To do:
Count the lines in the records below that contain the string "Target", treating uppercase and lowercase as different, and give only that number.

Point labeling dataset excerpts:

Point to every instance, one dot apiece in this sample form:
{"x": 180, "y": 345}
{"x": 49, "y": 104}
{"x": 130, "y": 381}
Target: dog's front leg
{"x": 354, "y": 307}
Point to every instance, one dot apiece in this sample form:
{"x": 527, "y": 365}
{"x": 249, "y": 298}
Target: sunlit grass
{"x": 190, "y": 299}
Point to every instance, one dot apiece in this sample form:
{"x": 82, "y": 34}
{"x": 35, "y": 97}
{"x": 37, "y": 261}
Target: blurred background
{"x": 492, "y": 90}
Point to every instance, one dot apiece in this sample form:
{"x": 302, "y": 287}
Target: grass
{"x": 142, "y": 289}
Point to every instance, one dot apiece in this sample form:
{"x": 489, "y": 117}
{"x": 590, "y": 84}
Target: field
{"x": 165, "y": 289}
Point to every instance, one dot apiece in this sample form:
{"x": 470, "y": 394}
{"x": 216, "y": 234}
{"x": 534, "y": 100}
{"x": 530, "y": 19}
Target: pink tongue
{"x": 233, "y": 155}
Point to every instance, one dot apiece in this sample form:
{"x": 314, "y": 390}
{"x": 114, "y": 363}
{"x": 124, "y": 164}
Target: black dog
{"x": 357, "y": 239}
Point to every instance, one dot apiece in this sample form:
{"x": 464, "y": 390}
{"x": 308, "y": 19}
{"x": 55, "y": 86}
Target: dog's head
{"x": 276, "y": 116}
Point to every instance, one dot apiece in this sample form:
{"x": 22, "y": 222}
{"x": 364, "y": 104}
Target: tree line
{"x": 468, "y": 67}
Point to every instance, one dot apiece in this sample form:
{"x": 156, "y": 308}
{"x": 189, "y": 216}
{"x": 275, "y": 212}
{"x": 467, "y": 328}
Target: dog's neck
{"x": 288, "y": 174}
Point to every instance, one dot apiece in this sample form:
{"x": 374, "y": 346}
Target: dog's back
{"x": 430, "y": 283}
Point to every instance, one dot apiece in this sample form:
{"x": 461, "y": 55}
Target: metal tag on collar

Answer for this exercise:
12